■ **Required work**
Render every line of the records below as a JSON list of strings, one string per line, omitting blank lines. Leave the pictures out of the answer.
------------------------------------------------
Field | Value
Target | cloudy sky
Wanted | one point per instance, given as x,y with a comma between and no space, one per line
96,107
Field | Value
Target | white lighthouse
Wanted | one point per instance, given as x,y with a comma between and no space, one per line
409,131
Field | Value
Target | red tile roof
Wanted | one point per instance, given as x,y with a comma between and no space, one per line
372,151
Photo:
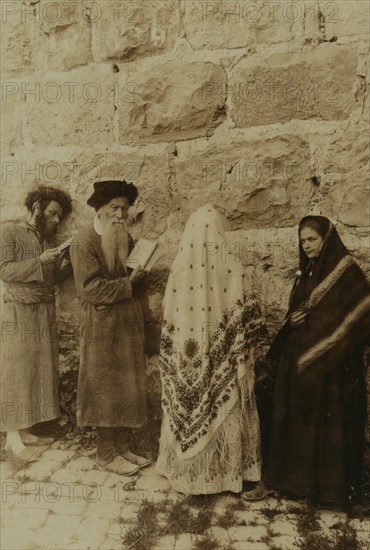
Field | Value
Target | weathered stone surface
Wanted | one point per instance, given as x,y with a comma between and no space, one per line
------------------------------------------------
■ **Written answer**
[
  "Field | Value",
  "Target | cloudy sky",
  "Wanted | one point per instance, given as x,y with a comma between and no space, one per line",
  "96,107",
  "Field | Value",
  "Target | white lighthouse",
  "Wanted | one point per instance, given as x,y with a comma between and no space, one per line",
  "409,131",
  "Field | Value",
  "Target | red tile roof",
  "Wanted | one point per instance, given as x,y with a comma between and no space, one per line",
  "372,151",
  "Photo:",
  "Field | Value",
  "Target | weathered stone surface",
  "Wanted | one point per instance, given as x,y with a comma between and no space, one per line"
]